> [PROBLEM TO SOLVE]: Rewrite the rows below, replacing "JSON array" with "JSON list" and keeping every other part unchanged. Leave the pictures out of your version.

Rows from a box labeling dataset
----------
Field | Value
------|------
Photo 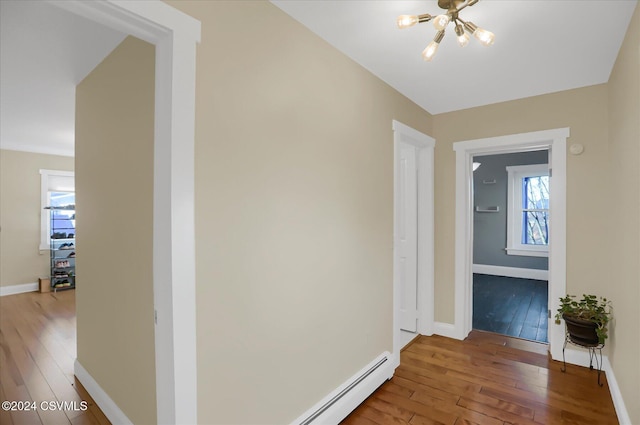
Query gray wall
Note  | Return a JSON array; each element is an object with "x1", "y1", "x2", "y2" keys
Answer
[{"x1": 473, "y1": 151, "x2": 549, "y2": 270}]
----------
> [EXERCISE RESPONSE]:
Field | Value
------|------
Photo 
Query gray wall
Note  | Return a JSON list; each element is an object with "x1", "y1", "x2", "y2" keys
Answer
[{"x1": 473, "y1": 151, "x2": 549, "y2": 270}]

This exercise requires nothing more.